• _AIM OF THE EXERCISE_
Write out the records again, exactly. Nothing may be dropped.

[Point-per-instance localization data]
——

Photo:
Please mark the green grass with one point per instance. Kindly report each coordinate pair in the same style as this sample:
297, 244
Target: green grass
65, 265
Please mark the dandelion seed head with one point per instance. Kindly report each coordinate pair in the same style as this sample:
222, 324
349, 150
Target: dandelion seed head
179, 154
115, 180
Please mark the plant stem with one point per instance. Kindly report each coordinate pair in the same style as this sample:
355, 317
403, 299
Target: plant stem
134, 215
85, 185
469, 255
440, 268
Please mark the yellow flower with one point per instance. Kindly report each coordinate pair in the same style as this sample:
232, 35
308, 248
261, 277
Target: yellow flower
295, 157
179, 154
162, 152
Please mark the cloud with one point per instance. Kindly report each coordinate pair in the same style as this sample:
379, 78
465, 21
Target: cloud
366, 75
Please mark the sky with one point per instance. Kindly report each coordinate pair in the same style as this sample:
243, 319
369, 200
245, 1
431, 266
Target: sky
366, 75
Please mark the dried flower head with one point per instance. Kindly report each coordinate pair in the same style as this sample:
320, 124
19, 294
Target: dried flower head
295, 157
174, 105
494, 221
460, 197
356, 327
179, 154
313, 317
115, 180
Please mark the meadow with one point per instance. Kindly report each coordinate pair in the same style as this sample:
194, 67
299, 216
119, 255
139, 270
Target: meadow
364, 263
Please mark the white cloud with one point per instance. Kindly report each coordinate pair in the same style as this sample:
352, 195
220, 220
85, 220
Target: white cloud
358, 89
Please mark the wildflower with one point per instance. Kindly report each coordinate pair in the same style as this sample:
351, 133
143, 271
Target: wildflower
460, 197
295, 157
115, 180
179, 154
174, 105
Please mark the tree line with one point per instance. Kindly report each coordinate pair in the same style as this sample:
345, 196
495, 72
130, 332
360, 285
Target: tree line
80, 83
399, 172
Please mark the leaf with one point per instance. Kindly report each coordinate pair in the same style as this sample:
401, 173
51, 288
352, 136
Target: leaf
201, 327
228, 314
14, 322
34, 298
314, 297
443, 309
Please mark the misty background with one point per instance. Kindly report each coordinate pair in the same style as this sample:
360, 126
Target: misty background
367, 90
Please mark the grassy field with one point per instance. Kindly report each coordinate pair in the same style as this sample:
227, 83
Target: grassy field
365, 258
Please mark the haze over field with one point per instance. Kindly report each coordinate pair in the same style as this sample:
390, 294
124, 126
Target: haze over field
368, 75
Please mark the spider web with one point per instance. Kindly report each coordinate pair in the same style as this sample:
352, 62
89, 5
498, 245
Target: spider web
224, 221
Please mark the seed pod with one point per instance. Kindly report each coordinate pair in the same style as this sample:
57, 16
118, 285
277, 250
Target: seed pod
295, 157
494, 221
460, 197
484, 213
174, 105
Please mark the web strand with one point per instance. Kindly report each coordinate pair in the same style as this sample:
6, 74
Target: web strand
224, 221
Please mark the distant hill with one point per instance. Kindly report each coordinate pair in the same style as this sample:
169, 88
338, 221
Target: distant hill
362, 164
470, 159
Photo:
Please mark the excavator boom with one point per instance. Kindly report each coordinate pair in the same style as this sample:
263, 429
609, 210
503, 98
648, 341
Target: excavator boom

——

• _EXPECTED ANSWER_
Photo:
Please mark the green grass with one point per instance. Kindly report each coordinate pair in the same style as this sample:
297, 244
Target: green grass
65, 265
Please mark the dandelion seed head with one point per instance. Kindly report each coordinate pair in the same style as this sample:
222, 324
349, 150
Target: dandelion seed head
179, 154
115, 180
Please mark the plant stem with one point per instance. Kindly report each coordinate pair in the same style as this sample:
355, 317
403, 299
Target: plant stem
134, 215
85, 185
469, 255
440, 268
Please mark the yellow flower with one point per instance. Kindly report each coordinate pair in the same style as this sample:
232, 35
308, 248
261, 277
Target: yellow flower
295, 157
179, 154
162, 152
Please mark the cloud with one point per instance. Kindly report each coordinate pair in the same style as this sample:
379, 78
465, 21
Target: cloud
366, 75
Please mark the sky with one point per instance. Kindly report each coordinate pair in the same style as this sample:
243, 319
369, 200
245, 1
431, 266
Target: sky
366, 75
Please mark the dried flower head with one point per instance. Kindly report each coordinate pair in the same style as this sample:
320, 124
19, 294
Target: dried flower head
295, 157
174, 105
494, 221
460, 197
356, 327
179, 154
313, 317
115, 180
Please mark the meadow with one point per instance. Kindly report each coordinate pair in the same style as this sample:
194, 67
299, 216
119, 255
139, 270
Target: meadow
364, 263
Please mark the white cloud with one point per instance. Kindly report each coordinate pair in the same style as this sample:
352, 195
220, 220
85, 220
Target: white cloud
358, 89
Please mark the wildflower with one point per instance. Kindly report each coordinate pair in the same style as this sample:
351, 133
143, 271
Target: wildflower
460, 197
295, 157
115, 180
179, 154
174, 105
Please mark the tree line with one point per instance. Kindly report each coordinate pair in the same style as this sample:
345, 196
495, 72
130, 332
360, 285
Target: tree line
80, 83
399, 172
Please mark the leaf with one point per instance. Kindly report each coordinate pair in the same style as this sample:
401, 173
51, 288
352, 136
Target: leaf
201, 327
228, 314
14, 322
34, 298
314, 297
443, 309
Please mark the misty background with one point per instance. Kindly report each coordinate pair in the same style as this sample:
360, 126
Target: misty background
367, 90
Please mark the grassy field with one point per instance. Kindly report each coordinate pair in the same style as this sample:
227, 83
Target: grassy field
365, 258
Please mark the haze over field with one point per instance. Kindly report each coordinate pair in the same style as this sample:
390, 294
124, 126
Target: haze over field
368, 75
Please mark the spider web with one point per instance. Kindly report each coordinate pair in the same style as this sample:
352, 62
89, 5
498, 245
Target: spider web
224, 221
Please mark the seed pod with one point per instance. Kindly report each coordinate pair in the same style as this sample:
57, 16
118, 285
277, 250
Target: seed pod
295, 157
494, 221
460, 197
484, 213
174, 105
Please mark the web strand with one point per instance. Kindly report each coordinate pair in the same style as this sample:
6, 74
Target: web strand
224, 221
Please mark the distant hill with one point per instance. Kindly report each coordinate pair in the same style as this sample:
169, 88
338, 221
Target: distant hill
362, 164
470, 159
Photo:
Please mark the excavator boom with one point per instance. Kindly report each coordinate pair in the same style as this sample:
263, 429
609, 210
503, 98
648, 341
Target: excavator boom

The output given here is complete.